病院のテレビCMについての記事を、最後の文の次から書き継いでください。

-- 引用文 --
────────────────────
本連載について
人口減少や医療費抑制政策により、病院は統廃合の時代を迎えています。生き残りをかけた病院経営において、マーケティングはますます重要なものに。本連載では、病院マーケティングサミットJAPANの中核メンバー陣が、集患・採用・地域連携に活用できるマーケティングや広報の取り組みを取材・報告します。
著者:松本卓/病院マーケティングサミットJAPAN Executive Director
小倉記念病院 医療連携課
目次
急性期病院も患者自身が選ぶ時代に
今回は医療機関のテレビCMがテーマです。
私は勤務先の小倉記念病院でさまざまな集患施策を試行錯誤してきましたが、最近は「テレビCMが一番効果的なのでは」と考え始めています。
当院の中長期目標は、コアブランド(心臓血管系)において、医療圏を越えシェアを拡大することです。医療的には、循環器疾患において国内トップレベルの症例数があるので差別化はできます。しかし、他の医療圏にシェアを広げるとなると、すでにそのエリア内で構築されてきた医療連携体制に当院が入り込んでいかなければなりません。その高いハードルをどのように越えていくかが、課題となっています。
当院は急性期病院なので、集患において他医療機関との連携は非常に重要です。そのため、これまで患者さんの紹介元となる他医療機関への営業を強化する施策を模索してきました。しかし最近、新規患者さんにアンケート調査してみたら、患者さん個人や家族が自ら当院を選んで、かかりつけ医に相談したというケースが増えてきています。
「遠くの地域にある医療機関」と「生活者」。どちらに選んでもらう方が効率的に集患できるかと考えたときに、「こりゃ生活者だな。じゃあマス広告しかない」と思ったのです。
一般生活者の頭の中に、「小倉記念ブランド」を残す
小倉記念病院は九州最北部の北九州市にあり、山口県や大分県から多くの患者さんが受診していることも「マス広告がマッチする」と思った理由の一つです。山口県・大分県は、地元テレビ局が少なく、福岡ローカルのテレビ局の番組を放送していることが多い。つまり福岡でCMを流すと、山口県・大分県にも放送されます。また、テレビの広告料は朝6時台が結構安いんです。当院の患者さんに多い年齢層、すなわち高齢者が見るであろう時間帯です。
────────────────────
-- 提供された行 --
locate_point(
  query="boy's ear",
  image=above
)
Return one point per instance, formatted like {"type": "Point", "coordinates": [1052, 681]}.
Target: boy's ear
────────────────────
-- 解答欄 --
もちろん、CMを見て「病気でもないのに小倉記念病院に行く」なんてことはありえないので、一般生活者の頭の中に小倉記念ブランドが残ればいいと思っています。心臓・脳の治療に強い病院として印象づけられれば、もしものことがあったときに、患者さん本人がかかりつけ医に「小倉記念病院に紹介状を書いてほしい」と頼んでくれるかもしれません。患者さんの希望を断る、かかりつけ医は少ないはず。その流れで当院を選んでもらうのが、マス広告による集患フローです。
一昔前なら、患者さんはかかりつけ医が紹介する病院を受診するだけ。患者側に紹介先の選択権はありませんでしたから、この戦術は通用しなかったかもしれません。時代は変わりました。
CMがいいなと思っているもう一つの理由は、当院の実績を最大限アピールできる点です。医療広告ガイドラインで手術件数などの事実を伝えることは許可されていますから。当院は高度医療の実績において、他院と十分差別化できるため、CMで公表することで強烈なインパクトを与えられるはずです。
ただ病院業界にはCMを打つという文化がなく、業界内ではあまりいいイメージを持たれないんですよね。放送エリアの医師たちの中には「患者が来ないのでCMを打っているんじゃないか」「周辺の医師会から患者を全部さらっていくつもりか」と思う人も出てくるのでは……と、CM放送の実現まではまだ課題があります。(実際、当院の予算会議で提案しても、却下され続けていますし)
病院CMは、まずは「企業広告」からがおすすめ?
2021年12月に開催した「病院マーケティングサミットJAPAN」のセッションで、実際にテレビCMを放送している「ひらまつ病院」(佐賀県)の担当者に講演してもらいました。10年近く前から流しており、県内ではひらまつ病院のCMは普通のこととして捉えられているそうで、先述したような心配事は起きていないとのことでした。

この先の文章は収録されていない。